Exercise: Look at each line below and tally those holding "query"; answer with that figure and nothing else.

Provided material:
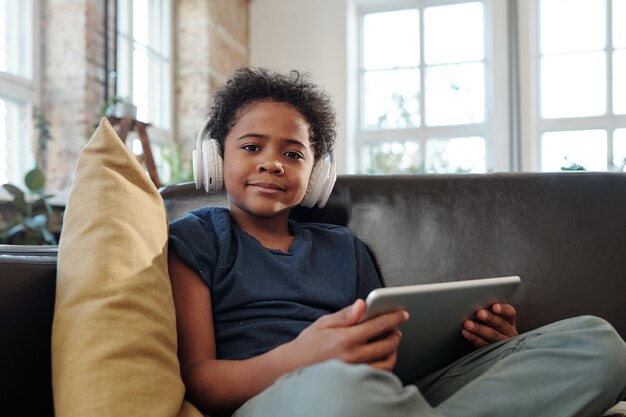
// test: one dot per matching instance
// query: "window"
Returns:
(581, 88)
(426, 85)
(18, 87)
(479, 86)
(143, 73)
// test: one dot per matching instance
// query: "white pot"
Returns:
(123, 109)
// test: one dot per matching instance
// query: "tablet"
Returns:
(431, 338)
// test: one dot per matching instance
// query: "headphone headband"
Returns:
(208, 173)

* * *

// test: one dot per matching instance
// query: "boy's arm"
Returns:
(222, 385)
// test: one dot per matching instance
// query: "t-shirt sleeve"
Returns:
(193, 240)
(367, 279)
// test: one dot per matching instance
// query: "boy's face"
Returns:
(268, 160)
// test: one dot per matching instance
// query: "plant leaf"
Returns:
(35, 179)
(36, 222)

Response to the task: 8